Work to be completed → The records below are to be quoted in full; please keep every word exact.

Records shown →
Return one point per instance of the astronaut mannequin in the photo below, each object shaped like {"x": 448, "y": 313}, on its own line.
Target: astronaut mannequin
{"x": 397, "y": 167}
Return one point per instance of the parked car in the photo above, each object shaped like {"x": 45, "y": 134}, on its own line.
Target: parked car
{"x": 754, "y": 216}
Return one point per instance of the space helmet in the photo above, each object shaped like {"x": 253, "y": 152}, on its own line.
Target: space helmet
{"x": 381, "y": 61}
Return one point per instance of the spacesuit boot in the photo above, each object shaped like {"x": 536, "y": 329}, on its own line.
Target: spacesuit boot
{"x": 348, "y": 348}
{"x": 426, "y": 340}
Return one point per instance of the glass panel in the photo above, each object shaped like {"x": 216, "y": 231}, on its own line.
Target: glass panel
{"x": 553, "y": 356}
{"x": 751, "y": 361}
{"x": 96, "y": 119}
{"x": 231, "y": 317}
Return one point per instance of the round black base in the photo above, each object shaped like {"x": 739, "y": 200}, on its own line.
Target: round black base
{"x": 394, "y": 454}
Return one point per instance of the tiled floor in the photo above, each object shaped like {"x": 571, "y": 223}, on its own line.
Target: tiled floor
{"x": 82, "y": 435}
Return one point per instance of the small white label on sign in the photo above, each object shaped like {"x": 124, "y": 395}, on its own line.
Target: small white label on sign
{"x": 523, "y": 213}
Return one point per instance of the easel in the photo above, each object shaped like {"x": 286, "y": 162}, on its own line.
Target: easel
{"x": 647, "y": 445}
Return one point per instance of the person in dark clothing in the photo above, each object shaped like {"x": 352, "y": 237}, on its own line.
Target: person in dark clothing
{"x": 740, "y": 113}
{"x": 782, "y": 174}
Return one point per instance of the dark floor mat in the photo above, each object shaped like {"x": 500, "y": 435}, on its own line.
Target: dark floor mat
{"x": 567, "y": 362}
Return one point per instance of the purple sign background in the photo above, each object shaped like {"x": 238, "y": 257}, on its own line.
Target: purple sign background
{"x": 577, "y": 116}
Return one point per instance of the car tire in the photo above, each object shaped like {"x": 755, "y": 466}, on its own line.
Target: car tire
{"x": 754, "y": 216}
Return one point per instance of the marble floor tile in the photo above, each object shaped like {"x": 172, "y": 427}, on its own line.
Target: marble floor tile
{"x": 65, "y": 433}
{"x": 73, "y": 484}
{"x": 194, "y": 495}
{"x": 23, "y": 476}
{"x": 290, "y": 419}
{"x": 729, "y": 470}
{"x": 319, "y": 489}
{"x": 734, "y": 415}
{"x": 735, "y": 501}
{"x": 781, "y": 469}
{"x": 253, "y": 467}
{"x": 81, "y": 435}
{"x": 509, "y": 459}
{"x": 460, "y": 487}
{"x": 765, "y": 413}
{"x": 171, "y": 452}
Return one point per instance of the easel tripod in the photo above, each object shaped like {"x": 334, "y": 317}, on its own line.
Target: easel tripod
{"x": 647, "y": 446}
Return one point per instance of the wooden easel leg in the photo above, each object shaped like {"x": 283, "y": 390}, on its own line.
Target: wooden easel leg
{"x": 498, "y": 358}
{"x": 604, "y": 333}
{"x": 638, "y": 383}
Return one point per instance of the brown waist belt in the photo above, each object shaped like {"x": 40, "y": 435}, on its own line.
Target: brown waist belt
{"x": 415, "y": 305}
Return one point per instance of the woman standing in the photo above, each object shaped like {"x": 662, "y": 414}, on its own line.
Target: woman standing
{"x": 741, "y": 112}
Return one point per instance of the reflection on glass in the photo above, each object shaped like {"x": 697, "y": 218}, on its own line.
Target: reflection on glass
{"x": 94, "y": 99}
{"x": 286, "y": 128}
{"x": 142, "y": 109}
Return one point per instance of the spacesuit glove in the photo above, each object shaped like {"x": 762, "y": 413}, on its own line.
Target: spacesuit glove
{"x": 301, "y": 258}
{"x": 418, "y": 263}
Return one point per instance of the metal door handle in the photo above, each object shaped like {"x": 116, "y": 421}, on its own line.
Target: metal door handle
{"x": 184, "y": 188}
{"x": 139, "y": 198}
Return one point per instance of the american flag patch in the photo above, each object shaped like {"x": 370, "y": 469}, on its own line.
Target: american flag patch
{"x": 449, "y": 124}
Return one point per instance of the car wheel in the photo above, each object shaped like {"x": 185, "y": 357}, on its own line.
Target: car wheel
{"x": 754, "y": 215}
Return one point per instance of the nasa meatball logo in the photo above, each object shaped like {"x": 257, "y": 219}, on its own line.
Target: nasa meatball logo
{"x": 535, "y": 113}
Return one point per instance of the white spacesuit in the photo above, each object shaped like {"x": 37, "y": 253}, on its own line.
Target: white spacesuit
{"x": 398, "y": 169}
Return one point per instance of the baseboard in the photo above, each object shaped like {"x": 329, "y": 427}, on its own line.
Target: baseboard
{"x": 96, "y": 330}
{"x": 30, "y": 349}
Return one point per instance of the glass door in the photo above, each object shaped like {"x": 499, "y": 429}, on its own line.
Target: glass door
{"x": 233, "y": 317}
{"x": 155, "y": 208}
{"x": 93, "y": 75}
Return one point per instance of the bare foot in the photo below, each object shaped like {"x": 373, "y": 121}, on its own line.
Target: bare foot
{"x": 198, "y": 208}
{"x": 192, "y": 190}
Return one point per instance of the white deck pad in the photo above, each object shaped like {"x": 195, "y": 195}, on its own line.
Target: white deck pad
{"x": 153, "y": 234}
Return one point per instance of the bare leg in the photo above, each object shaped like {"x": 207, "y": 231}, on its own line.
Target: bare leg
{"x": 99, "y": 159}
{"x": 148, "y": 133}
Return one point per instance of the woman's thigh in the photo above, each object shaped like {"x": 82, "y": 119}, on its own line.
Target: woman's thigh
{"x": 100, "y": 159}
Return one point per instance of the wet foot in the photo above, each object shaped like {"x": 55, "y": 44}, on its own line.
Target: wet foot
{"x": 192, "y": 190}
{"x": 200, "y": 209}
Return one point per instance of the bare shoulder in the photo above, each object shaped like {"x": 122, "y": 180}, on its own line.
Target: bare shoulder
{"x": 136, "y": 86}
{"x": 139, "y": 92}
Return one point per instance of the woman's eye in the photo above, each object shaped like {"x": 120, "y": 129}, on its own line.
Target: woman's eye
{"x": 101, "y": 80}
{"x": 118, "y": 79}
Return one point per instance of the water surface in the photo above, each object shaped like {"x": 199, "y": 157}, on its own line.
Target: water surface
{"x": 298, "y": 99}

Reply to the exercise →
Return one point per instance of the astronaut mannequin in the photo below, each object shaped like {"x": 448, "y": 313}, on its own line.
Target: astronaut mannequin
{"x": 397, "y": 167}
Return one point per instance of the parked car in the photo above, each object shaped like {"x": 45, "y": 134}, on its own line.
Target: parked car
{"x": 754, "y": 216}
Return one point per instance of the space helmet in the photo above, each object shaped like {"x": 253, "y": 152}, on its own line.
Target: space helmet
{"x": 381, "y": 61}
Return one point per instance of the spacesuit boot in the photo above, each object shaped like {"x": 536, "y": 329}, on its own line.
Target: spacesuit boot
{"x": 348, "y": 348}
{"x": 426, "y": 340}
Return one point per instance of the glass panel in the photo above, each object shaped like {"x": 216, "y": 231}, on its own line.
Target: glass panel
{"x": 553, "y": 356}
{"x": 751, "y": 361}
{"x": 96, "y": 119}
{"x": 231, "y": 317}
Return one point per instance of the round black base in the photo above, each object shaped like {"x": 739, "y": 200}, on its own line.
Target: round black base
{"x": 394, "y": 454}
Return one point per instance of the tiled floor in the photo above, each object shaped like {"x": 571, "y": 223}, on its own line.
Target: tiled floor
{"x": 82, "y": 435}
Return one point per instance of the small white label on sign in the photo above, each object shaped like {"x": 124, "y": 395}, on its own line.
Target: small white label on sign
{"x": 523, "y": 213}
Return one point per instance of the easel in the photo above, each object shaped like {"x": 286, "y": 162}, on its own line.
Target: easel
{"x": 647, "y": 445}
Return one point per instance of the person in dark clothing in the photo above, each object shaped like {"x": 352, "y": 237}, on its own line.
Target: person in dark clothing
{"x": 740, "y": 113}
{"x": 782, "y": 174}
Return one point per instance of the dark floor mat in the photo above, each object shaped like {"x": 500, "y": 435}, on its own line.
Target: dark floor mat
{"x": 567, "y": 362}
Return one point per instance of the purple sign background in the photo above, each object shaped like {"x": 238, "y": 257}, on its own line.
Target: purple sign background
{"x": 577, "y": 116}
Return one point per instance of the car tire in the photo above, each object shaped like {"x": 755, "y": 466}, on its own line.
Target: car tire
{"x": 754, "y": 216}
Return one point per instance of the marble floor tile in the photo above, each object shaped like {"x": 172, "y": 427}, on its own line.
Target: marble floor tile
{"x": 65, "y": 433}
{"x": 73, "y": 484}
{"x": 194, "y": 495}
{"x": 23, "y": 476}
{"x": 290, "y": 419}
{"x": 729, "y": 470}
{"x": 319, "y": 489}
{"x": 734, "y": 415}
{"x": 735, "y": 501}
{"x": 781, "y": 469}
{"x": 253, "y": 467}
{"x": 81, "y": 435}
{"x": 509, "y": 459}
{"x": 460, "y": 487}
{"x": 765, "y": 413}
{"x": 171, "y": 452}
Return one point per instance of the easel tripod in the photo above, each object shaped like {"x": 334, "y": 317}, on its own line.
Target: easel tripod
{"x": 647, "y": 446}
Return one point per instance of the wooden easel leg in the photo above, each object shaped like {"x": 283, "y": 390}, on its own line.
Target: wooden easel leg
{"x": 498, "y": 358}
{"x": 604, "y": 333}
{"x": 638, "y": 383}
Return one point per instance of the brown waist belt in the photo above, each object shaped like {"x": 40, "y": 435}, on its own line.
Target: brown waist belt
{"x": 415, "y": 305}
Return one point per instance of the woman standing in the photo above, each object shaped like {"x": 662, "y": 414}, on its own line.
Target: woman standing
{"x": 741, "y": 112}
Return one point per instance of the reflection on glass in the photo above, each object shaped like {"x": 697, "y": 218}, on its own line.
Target: reflection on glass
{"x": 94, "y": 99}
{"x": 286, "y": 128}
{"x": 142, "y": 109}
Return one point per instance of the spacesuit glove in the photo above, each object shaped like {"x": 762, "y": 413}, on its own line.
Target: spacesuit glove
{"x": 301, "y": 258}
{"x": 418, "y": 263}
Return one point per instance of the metal door handle in the photo above, each object shaped like {"x": 116, "y": 421}, on its own line.
Target: metal door handle
{"x": 184, "y": 188}
{"x": 139, "y": 198}
Return one point per instance of the american flag patch in the photo above, each object shaped like {"x": 370, "y": 469}, on its own line.
Target: american flag patch
{"x": 449, "y": 124}
Return one point per instance of the car wheel in the photo above, each object shaped like {"x": 185, "y": 357}, on its own line.
Target: car wheel
{"x": 754, "y": 215}
Return one point per instance of the nasa meatball logo in the photo above, each object shaped like {"x": 257, "y": 219}, on its own line.
Target: nasa meatball logo
{"x": 535, "y": 113}
Return one point per instance of the white spacesuit in the photo above, each object shaped like {"x": 37, "y": 253}, on its own line.
Target: white spacesuit
{"x": 398, "y": 169}
Return one point per instance of the baseboard in the photo above, each object shaped like {"x": 329, "y": 427}, on its own line.
Target: baseboard
{"x": 96, "y": 330}
{"x": 30, "y": 349}
Return one point per instance of the glass door in the photo above, each object shaped like {"x": 499, "y": 429}, on its own line.
Target: glass door
{"x": 233, "y": 317}
{"x": 155, "y": 208}
{"x": 93, "y": 75}
Return one point per instance of the bare foot in the photo below, each object shaped like {"x": 373, "y": 121}, on its own line.
Target: bare foot
{"x": 198, "y": 208}
{"x": 192, "y": 190}
Return one point per instance of the white deck pad in the photo above, each object shaped like {"x": 195, "y": 195}, on its own line.
Target: white deck pad
{"x": 153, "y": 234}
Return one point per instance of the bare leg in the photo above, each object shaped like {"x": 207, "y": 231}, on its own line.
Target: bare leg
{"x": 99, "y": 159}
{"x": 148, "y": 133}
Return one point per instance of the woman's thigh in the photo above, each object shaped like {"x": 82, "y": 119}, on its own line.
Target: woman's thigh
{"x": 100, "y": 159}
Return one point per instance of the wet foot in the photo above, each object shaped like {"x": 55, "y": 44}, on its own line.
Target: wet foot
{"x": 192, "y": 190}
{"x": 200, "y": 209}
Return one point per instance of the bare shoulder in the photo above, each object shaped like {"x": 122, "y": 180}, on its own line.
Target: bare shoulder
{"x": 136, "y": 86}
{"x": 139, "y": 92}
Return one point per instance of the woman's eye in the photo above, each object shaped like {"x": 120, "y": 129}, on its own line.
Target: woman's eye
{"x": 101, "y": 80}
{"x": 118, "y": 79}
Return one point per instance of the water surface in the photo above, each object shaped like {"x": 199, "y": 157}, on its own line.
Target: water surface
{"x": 298, "y": 99}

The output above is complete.